Instructions for the task: Extract the listing below verbatim, line by line, omitting the pictures.

-------- Provided records

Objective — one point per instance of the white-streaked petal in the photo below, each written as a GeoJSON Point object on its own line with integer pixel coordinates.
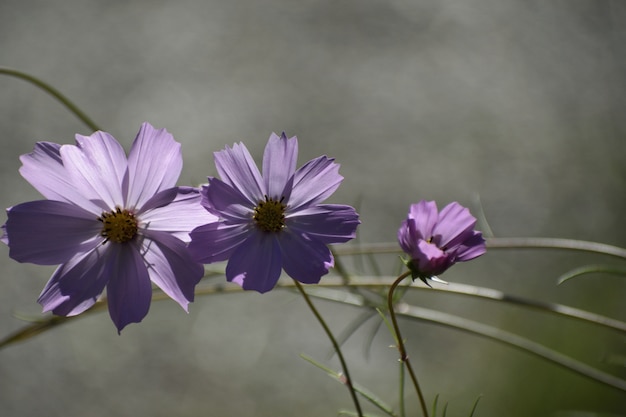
{"type": "Point", "coordinates": [237, 169]}
{"type": "Point", "coordinates": [154, 164]}
{"type": "Point", "coordinates": [279, 165]}
{"type": "Point", "coordinates": [96, 167]}
{"type": "Point", "coordinates": [180, 216]}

----------------

Worked solution:
Objective — one point per instance of the white-streaked petal in the photo below, each written as a GeoJSON Point object on its own line with integer pixel coordinates.
{"type": "Point", "coordinates": [237, 169]}
{"type": "Point", "coordinates": [154, 164]}
{"type": "Point", "coordinates": [279, 165]}
{"type": "Point", "coordinates": [96, 167]}
{"type": "Point", "coordinates": [180, 216]}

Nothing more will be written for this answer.